In 2018, however, the Texas Court of Appeals, refused to further expand the accommodation doctrine. Harrison v. Rosetta Res. Operating, LP, No. 08-15-00318-CV 2018 Tex. App. LEXIS 6208 (Tex Ct. App. Aug. 8, 2018), involved a water-use dispute between an oil and gas lessee and the surface owner. The plaintiff owned the surface of a 320-acre tract. The surface estate had been severed from the mineral estate, with the minerals being owned by the State of Texas. The plaintiff executed an oil and gas lease on behalf of the State that allowed the lessee to use water from the land necessary for operations except water from wells or tanks of the landowner.
To settle a lawsuit with the plaintiff, the lessee agreed to buy 120,000 barrels of water. The lessee built a frac pit to store the water that it would use in drilling operations and drilled two wells. The lessee then assigned the lease to the defendant. The defendant drilled a third well and had plans to drill additional wells. However, the defendant did not buy water from the plaintiff as the lessee had. Instead, the defendant pumped water from a neighbor and brought temporary waterlines onto the plaintiff’s property to fill storage tanks.
The plaintiff claimed that the defendant (via an employee) orally agreed to continue the existing arrangement that the plaintiff had with lessee and was in violation with an alleged industry custom in Texas – that an oil and gas lessee would only buy water from the surface owner of the tract it was operating. The plaintiff claimed that it wasn’t necessary for the defendant to bring in hoses and equipment because the defendant should have bought the plaintiff’s water from the plaintiff, Not doing so violated the accommodation doctrine. The trial court rejected the plaintiff’s arguments.

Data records
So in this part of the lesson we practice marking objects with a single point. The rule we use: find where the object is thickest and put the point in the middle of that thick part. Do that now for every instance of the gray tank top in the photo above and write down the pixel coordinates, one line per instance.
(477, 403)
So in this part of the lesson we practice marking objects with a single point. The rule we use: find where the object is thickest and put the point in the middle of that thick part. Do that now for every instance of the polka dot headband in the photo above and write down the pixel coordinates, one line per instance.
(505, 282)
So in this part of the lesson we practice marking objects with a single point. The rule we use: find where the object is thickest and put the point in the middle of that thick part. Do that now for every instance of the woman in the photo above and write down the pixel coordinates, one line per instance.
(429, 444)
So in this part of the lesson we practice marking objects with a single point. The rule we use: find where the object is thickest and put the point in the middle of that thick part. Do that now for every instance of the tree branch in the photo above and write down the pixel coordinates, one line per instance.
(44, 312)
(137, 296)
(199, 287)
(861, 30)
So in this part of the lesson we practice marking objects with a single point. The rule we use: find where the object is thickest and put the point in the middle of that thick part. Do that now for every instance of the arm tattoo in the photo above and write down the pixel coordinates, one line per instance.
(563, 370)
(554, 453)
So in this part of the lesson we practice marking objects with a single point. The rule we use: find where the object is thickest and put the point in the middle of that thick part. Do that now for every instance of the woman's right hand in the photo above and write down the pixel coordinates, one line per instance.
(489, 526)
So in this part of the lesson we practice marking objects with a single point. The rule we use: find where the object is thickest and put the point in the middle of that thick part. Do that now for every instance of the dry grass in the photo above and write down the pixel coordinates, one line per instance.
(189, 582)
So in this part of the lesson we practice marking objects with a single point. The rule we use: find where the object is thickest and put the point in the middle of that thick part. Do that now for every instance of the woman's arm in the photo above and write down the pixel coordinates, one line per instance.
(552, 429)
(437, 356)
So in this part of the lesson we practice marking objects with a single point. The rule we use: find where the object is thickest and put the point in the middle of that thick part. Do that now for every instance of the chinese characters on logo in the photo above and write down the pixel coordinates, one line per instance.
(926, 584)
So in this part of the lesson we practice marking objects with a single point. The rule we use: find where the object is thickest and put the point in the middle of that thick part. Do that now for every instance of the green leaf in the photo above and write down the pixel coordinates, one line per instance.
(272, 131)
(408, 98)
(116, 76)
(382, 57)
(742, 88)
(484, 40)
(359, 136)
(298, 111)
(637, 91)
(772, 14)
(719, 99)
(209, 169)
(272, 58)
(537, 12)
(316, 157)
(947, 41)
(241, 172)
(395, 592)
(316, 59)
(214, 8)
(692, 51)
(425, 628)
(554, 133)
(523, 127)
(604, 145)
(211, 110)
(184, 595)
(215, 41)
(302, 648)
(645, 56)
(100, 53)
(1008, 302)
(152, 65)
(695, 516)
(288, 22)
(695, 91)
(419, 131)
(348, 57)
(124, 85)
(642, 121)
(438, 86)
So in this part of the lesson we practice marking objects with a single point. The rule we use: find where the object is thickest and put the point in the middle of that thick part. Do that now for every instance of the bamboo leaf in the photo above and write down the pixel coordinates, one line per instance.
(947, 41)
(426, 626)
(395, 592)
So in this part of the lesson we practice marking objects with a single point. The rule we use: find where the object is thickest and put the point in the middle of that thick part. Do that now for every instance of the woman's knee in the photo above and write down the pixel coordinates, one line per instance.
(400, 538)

**What you will do**
1: In the passage on the Texas water-use case, how many barrels of water did the lessee agree to buy to settle its lawsuit with the plaintiff?
2: Write what comes next in the passage on the Texas water-use case, picking up right after its final sentence.

**Outputs for the tasks**
1: 120,000 barrels.

2:
The appellate court determined that the plaintiff’s accommodation doctrine arguments appeared to rest on his proposition that because a frac pit was built on his land for use by the former lessee, it unified the use of the land with the oil and gas operations, and when the defendant chose not buy his water it substantially interfered with his existing use of the land as a source of water for drilling operations. Thus, the substantial interference complained of was that the frac pit was no longer profitable because the defendant is not using it to supply water for its operations. The appellate court held that categorizing a refusal to buy goods produced from the land as interference with the land for purposes of the accommodation doctrine would stretch the doctrine beyond recognition. Therefore, because the defendant’s use did not impair the plaintiff’s existing surface use in any way, except in the sense that not buying the water had precluded the plaintiff from realizing potential revenue from selling its water to the defendant, the inconvenience to the surface estate was not evidence that the owner had no reasonable alternative to maintain the existing use. Lastly, the court determined that if it were to hold for the plaintiff on these facts they would, in effect, be holding that all mineral lessees must use and purchase water from the surface owner under the accommodation doctrine if his water is available for use. Accordingly, the appellate court affirmed.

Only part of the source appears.